Researchers examined a molecular matrix, a hydrogel, to deliver muscle stem cells called muscle satellite cells (MuSCs) directly to injured muscle tissue in patients whose muscles don't regenerate well. In lab experiments on mice, the hydrogel successfully delivered MuSCs to injured, aged muscle tissue and boosted the healing process while protecting the stem cells from harsh immune reactions.
A car accident leaves an aging patient with severe muscle injuries that won't heal. Treatment with muscle stem cells from a donor might restore damaged tissue, but doctors are unable to deliver them effectively. A new method may help change this. The study was published in the journal Science Advances.
The method was also successful in mice with a muscle tissue deficiency that emulated Duchene muscular dystrophy, and if research progresses, the new hydrogel therapy could one day save the lives of people suffering from the disease.
Inflammation war zone
Simply injecting additional muscle satellite cells into damaged, inflamed tissue has proven inefficient, in part because the stem cells encounter an immune system on the warpath. Any muscle injury is going to attract immune cells.
Typically, this would help muscle stem cells repair the damage. But in aged or dystrophic muscles, immune cells lead to the release of a lot of toxic chemicals like cytokines and free radicals that kill the new stem cells.
Only between 1 and 20 percent of injected MuSCs make it to damaged tissue, and those that do, arrive there weakened. Also, some tissue damage makes any injection unfeasible, thus the need for new delivery strategies.
Our new hydrogel protects the stem cells, which multiply and thrive inside the matrix. The gel is applied to the injured muscle, and the cells engraft onto the tissues and help them heal. Hydrogels often start out as water-based solutions of molecular components that resemble crosses, and other components that make the ends of the crosses attach to each other.

RECORDED DATA:
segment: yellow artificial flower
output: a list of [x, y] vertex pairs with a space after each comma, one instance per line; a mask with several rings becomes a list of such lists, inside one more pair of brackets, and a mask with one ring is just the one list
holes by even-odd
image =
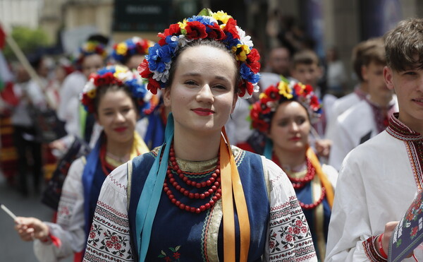
[[90, 97], [91, 99], [94, 99], [94, 97], [95, 97], [96, 94], [97, 94], [97, 89], [95, 89], [95, 88], [92, 88], [90, 91], [87, 92], [87, 95], [88, 96], [88, 97]]
[[118, 44], [118, 45], [116, 46], [116, 53], [118, 54], [121, 54], [121, 55], [125, 55], [125, 54], [126, 54], [126, 52], [128, 52], [128, 46], [126, 45], [125, 42], [122, 42], [122, 43], [119, 43]]
[[180, 29], [185, 29], [185, 26], [187, 26], [187, 20], [185, 18], [183, 19], [183, 21], [182, 22], [178, 22], [178, 25], [179, 25], [179, 27], [180, 28]]
[[304, 93], [304, 90], [305, 89], [305, 85], [303, 85], [301, 83], [298, 83], [297, 85], [298, 85], [301, 88], [300, 88], [300, 90], [297, 90], [297, 95], [302, 95], [302, 93]]
[[262, 93], [260, 95], [259, 95], [259, 98], [267, 98], [267, 95], [266, 95], [264, 93]]
[[95, 47], [96, 44], [95, 43], [92, 42], [88, 42], [86, 44], [85, 44], [85, 50], [87, 52], [94, 52], [95, 50]]
[[218, 21], [221, 21], [222, 23], [224, 23], [224, 24], [228, 23], [228, 20], [229, 20], [229, 18], [232, 18], [232, 16], [228, 15], [226, 13], [224, 13], [223, 11], [217, 11], [216, 13], [213, 13], [212, 16], [214, 19], [217, 20]]
[[232, 47], [231, 51], [235, 54], [236, 60], [242, 62], [247, 60], [247, 55], [251, 52], [250, 47], [241, 44], [237, 44], [236, 47]]
[[283, 95], [287, 99], [291, 99], [293, 97], [292, 94], [293, 90], [287, 83], [281, 81], [279, 83], [279, 85], [278, 85], [278, 89], [279, 90], [279, 95]]
[[128, 71], [128, 69], [125, 66], [122, 66], [121, 65], [116, 65], [115, 66], [115, 72], [113, 74], [113, 76], [119, 79], [119, 74], [122, 73], [126, 73]]

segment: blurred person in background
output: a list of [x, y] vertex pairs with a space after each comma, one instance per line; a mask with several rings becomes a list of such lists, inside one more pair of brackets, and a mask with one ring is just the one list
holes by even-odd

PARTS OF THE EXERCISE:
1. In the muscle stem cell article, please rewrite the part from "The method was" up to and including "from the disease.", swapping "mice" for "rats".
2. Carry on the muscle stem cell article from its final sentence.

SOLVED PROBLEMS:
1.
The method was also successful in rats with a muscle tissue deficiency that emulated Duchene muscular dystrophy, and if research progresses, the new hydrogel therapy could one day save the lives of people suffering from the disease.

2.
When the components come together, they fuse into molecular nets suspended in water, resulting in a material with the consistency of a gel. If stem cells or a drug are mixed into the solution, when the net, or matrix, forms, it ensnares the treatment for delivery and protects the payload from death or dissipation in the body.
The stem cells keep multiplying and thriving in the gel after it is applied. Then the hydrogel degrades and leaves behind the cells engrafted onto muscle tissue the way natural stem cells usually would be.
Stem cell breakdown
In younger, healthier patients, muscle satellite cells are part of the natural healing mechanism. Muscle satellite cells are resident stem cells in your skeletal muscles. They live on muscle strands like specks, and they're key players in making new muscle tissue.
Duchene Muscle Dystrophy
With this system we engineered, we think we can introduce donor cells to enhance the repair mechanism in injured older patients. We also want to get this to work in patients with Duchene muscular dystrophy.
Duchene muscular dystrophy is surprisingly frequent. About 1 in 3,500 boys get it. They eventually get respiratory defects that lead to death, so we hope to be able to use this to rebuild their diaphragm muscles. If the method goes to clinical trials, researchers will likely have to work around the potential for donor cell rejection in human patients.